Required action> Return the data. Every word must match.
☆ ☆ ☆ ☆
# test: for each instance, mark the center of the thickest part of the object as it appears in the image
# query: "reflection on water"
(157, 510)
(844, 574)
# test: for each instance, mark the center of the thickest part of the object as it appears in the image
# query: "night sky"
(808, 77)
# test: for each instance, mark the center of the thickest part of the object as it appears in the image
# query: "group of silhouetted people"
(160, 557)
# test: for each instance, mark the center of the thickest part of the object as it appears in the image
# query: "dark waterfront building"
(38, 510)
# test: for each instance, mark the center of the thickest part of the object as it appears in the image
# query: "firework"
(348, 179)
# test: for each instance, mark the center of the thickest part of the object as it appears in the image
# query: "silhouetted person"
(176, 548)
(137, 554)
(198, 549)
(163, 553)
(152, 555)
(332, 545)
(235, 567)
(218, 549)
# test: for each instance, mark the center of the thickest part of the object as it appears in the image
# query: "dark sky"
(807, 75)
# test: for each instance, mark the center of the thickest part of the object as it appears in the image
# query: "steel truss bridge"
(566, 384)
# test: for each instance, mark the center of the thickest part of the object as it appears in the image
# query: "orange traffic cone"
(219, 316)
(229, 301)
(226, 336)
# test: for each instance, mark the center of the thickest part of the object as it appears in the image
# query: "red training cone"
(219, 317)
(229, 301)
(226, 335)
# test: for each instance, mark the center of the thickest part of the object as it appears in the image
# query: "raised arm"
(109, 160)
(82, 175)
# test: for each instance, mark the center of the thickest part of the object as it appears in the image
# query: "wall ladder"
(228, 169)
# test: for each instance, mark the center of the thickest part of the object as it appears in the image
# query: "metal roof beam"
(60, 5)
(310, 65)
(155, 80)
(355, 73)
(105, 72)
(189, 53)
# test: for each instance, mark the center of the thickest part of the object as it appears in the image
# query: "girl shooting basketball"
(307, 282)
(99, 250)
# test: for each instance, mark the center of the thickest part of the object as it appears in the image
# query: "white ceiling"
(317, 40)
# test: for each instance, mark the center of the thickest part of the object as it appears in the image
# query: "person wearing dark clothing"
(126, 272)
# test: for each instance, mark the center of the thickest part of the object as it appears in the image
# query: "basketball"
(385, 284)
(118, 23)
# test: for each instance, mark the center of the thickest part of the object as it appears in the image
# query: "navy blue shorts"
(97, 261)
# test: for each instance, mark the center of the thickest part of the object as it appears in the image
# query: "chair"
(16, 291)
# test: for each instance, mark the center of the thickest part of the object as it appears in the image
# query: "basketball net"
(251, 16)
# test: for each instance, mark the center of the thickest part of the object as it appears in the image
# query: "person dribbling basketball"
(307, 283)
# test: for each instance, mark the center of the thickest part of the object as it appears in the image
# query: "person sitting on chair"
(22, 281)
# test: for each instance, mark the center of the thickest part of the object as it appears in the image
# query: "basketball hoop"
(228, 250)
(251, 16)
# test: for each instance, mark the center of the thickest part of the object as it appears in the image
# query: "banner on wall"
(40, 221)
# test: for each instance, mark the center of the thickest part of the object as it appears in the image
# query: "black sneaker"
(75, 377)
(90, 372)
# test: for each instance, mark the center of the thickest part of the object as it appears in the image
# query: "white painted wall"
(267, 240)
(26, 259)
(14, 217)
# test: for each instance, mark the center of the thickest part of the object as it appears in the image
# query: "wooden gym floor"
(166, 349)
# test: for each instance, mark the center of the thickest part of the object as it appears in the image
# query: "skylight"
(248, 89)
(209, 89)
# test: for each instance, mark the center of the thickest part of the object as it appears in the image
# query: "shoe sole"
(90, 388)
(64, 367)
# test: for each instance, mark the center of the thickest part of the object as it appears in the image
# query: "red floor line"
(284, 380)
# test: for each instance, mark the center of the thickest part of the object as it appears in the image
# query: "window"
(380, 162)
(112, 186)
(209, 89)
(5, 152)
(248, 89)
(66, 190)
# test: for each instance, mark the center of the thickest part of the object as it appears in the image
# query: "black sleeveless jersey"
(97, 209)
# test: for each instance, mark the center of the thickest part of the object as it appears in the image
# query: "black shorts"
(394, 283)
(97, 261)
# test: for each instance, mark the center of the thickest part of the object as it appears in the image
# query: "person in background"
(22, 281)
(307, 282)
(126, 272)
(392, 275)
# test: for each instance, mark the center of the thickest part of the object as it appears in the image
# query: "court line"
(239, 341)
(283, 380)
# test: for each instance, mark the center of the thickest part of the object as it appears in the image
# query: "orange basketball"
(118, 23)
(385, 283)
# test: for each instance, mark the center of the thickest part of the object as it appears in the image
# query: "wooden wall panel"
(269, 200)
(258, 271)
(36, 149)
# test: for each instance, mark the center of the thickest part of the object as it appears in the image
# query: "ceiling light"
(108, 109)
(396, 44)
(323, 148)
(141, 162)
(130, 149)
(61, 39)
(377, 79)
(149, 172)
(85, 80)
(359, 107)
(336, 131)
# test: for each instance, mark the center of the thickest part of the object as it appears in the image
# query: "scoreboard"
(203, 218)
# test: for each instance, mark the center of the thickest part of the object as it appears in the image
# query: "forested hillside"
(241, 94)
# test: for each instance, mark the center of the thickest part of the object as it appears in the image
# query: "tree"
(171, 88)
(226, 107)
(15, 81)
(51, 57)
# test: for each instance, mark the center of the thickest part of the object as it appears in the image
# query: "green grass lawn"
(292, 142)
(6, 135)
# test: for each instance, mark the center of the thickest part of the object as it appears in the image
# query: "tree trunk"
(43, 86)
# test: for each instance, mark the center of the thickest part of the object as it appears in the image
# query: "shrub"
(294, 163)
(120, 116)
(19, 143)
☆ ☆ ☆ ☆
Exercise solution>
# test: for each instance, mark the center of the thickest part of the object as it appears in the image
# query: "reflection on water"
(157, 510)
(844, 574)
# test: for each instance, mark the center of the thickest part of the object as it appears in the image
# query: "night sky"
(808, 77)
# test: for each instance, mark the center of the thickest part of the object as it appears in the image
# query: "group of silhouetted people"
(160, 557)
# test: for each instance, mark the center of the thickest part of the object as it appears in the image
# query: "dark waterfront building"
(38, 510)
# test: for each instance, mark the center of the thickest part of the object as it appears in the image
# query: "firework"
(348, 179)
# test: for each instance, mark the center of the thickest part of the object as it appears in the image
# query: "silhouetted person"
(176, 548)
(137, 554)
(198, 549)
(163, 553)
(152, 555)
(332, 545)
(235, 567)
(218, 549)
# test: for each instance, mark the center of the thickest part of the object as it appears in the image
# query: "dark sky"
(807, 75)
# test: for each instance, mark the center of the thickest part of the object as it appears in the image
# query: "steel truss bridge"
(566, 384)
# test: for each instance, mark the center of the thickest part of the object as it appears in the image
# query: "orange traffic cone"
(219, 316)
(229, 301)
(226, 336)
# test: for each instance, mark the center of the thickest part of the object as it appears in the image
# query: "red training cone"
(219, 317)
(229, 301)
(226, 335)
# test: for each instance, mark the center of the thickest part of the object as it appears in the image
# query: "raised arm"
(109, 160)
(82, 175)
# test: for each instance, mark the center of the thickest part of the object as it appears in the image
# query: "wall ladder"
(228, 169)
# test: for each instance, mark the center of the thickest part of the object as it appears in the image
# query: "metal roof beam"
(60, 5)
(310, 65)
(155, 80)
(355, 73)
(105, 72)
(189, 53)
# test: for each instance, mark the center of the thickest part of the object as it appears in the image
# query: "girl shooting basketball"
(307, 282)
(99, 250)
# test: for each instance, mark the center of the thickest part of the object as it appears in the image
# query: "white ceiling"
(317, 40)
# test: for each instance, mark the center of the thickest part of the object as it appears in the image
# query: "person wearing dark clothing"
(126, 272)
# test: for each instance, mark the center of the thickest part of the object as it appears in the image
# query: "basketball"
(385, 284)
(118, 23)
# test: for each instance, mark the center of the thickest part of the object as it appears in the image
# query: "navy blue shorts"
(97, 261)
# test: for each instance, mark the center of the thickest part of the object as it appears in the image
# query: "chair"
(16, 291)
# test: for each instance, mark the center of the thickest part of the object as it appears in the image
# query: "basketball net"
(251, 16)
# test: for each instance, mark the center of the thickest part of the object as it appears in the image
# query: "person dribbling basketball"
(307, 283)
# test: for each instance, mark the center of the thickest part of the object as it appears in the image
# query: "person sitting on chair"
(22, 281)
# test: for each instance, mark the center of the thickest part of the object as it appears in the image
# query: "basketball hoop"
(228, 250)
(251, 16)
# test: for each instance, mark the center of the thickest part of the object as it appears in the image
# query: "banner on wall"
(40, 221)
# test: for each instance, mark the center of the thickest part of the object as it appears in the image
# query: "black sneaker"
(75, 377)
(90, 372)
# test: for each instance, mark the center of the thickest part of the object as it appears in the image
# query: "white painted wall"
(267, 240)
(26, 259)
(14, 217)
# test: for each instance, mark the center of the thickest part of the object as it appears in the image
# query: "wooden gym floor"
(166, 349)
# test: for each instance, mark the center of the thickest part of the object as it appears in the image
# query: "skylight"
(248, 89)
(209, 89)
# test: for each instance, mark the center of the thickest part of the object as it appears in the image
# query: "shoe sole"
(90, 388)
(64, 367)
# test: for each instance, mark the center of the thickest part of the object as it appears in the image
# query: "red floor line"
(284, 380)
# test: for each instance, mark the center of the thickest part of the object as it appears in the image
# query: "window"
(380, 162)
(112, 186)
(209, 89)
(5, 152)
(248, 89)
(66, 190)
# test: for each instance, mark the center of the thickest part of the object as it appears in the image
# query: "black sleeveless jersey"
(97, 209)
# test: for each instance, mark the center of the thickest part of the object as it appears in the image
# query: "black shorts"
(394, 283)
(97, 261)
# test: for each instance, mark the center of the thickest part of the object as it appears in the image
# query: "person in background"
(22, 281)
(307, 282)
(126, 272)
(392, 275)
# test: for each instance, mark the center of the thickest part of the object as it appears in the image
# query: "court line"
(239, 341)
(283, 380)
# test: for each instance, mark the center of the thickest part of the object as it appears in the image
# query: "orange basketball"
(118, 23)
(385, 283)
# test: for each instance, mark the center of the thickest part of the object as it appears in the image
# query: "wooden wall panel"
(269, 200)
(258, 271)
(36, 149)
# test: for each instance, mark the center of the thickest part of the object as it appears in the image
# query: "ceiling light"
(108, 109)
(396, 44)
(323, 148)
(141, 162)
(130, 149)
(61, 39)
(377, 79)
(149, 172)
(85, 80)
(359, 107)
(336, 131)
# test: for each instance, mark the center of the thickest part of the object as it appears in the image
# query: "scoreboard"
(203, 218)
# test: for each instance, mark the center of the thickest part of the object as it appears in the image
# query: "forested hillside"
(241, 94)
# test: for each instance, mark the center of the thickest part of the object as it appears in the image
# query: "tree"
(171, 88)
(226, 107)
(15, 81)
(51, 57)
# test: for each instance, mark the center of the thickest part of the object as it appears in the image
# query: "green grass lawn"
(292, 142)
(6, 135)
# test: for each instance, mark the center of the thickest part of the object as it appears in the image
# query: "tree trunk"
(43, 86)
# test: for each instance, mark the center of the thickest part of the object as it appears in the image
# query: "shrub"
(294, 163)
(120, 116)
(19, 143)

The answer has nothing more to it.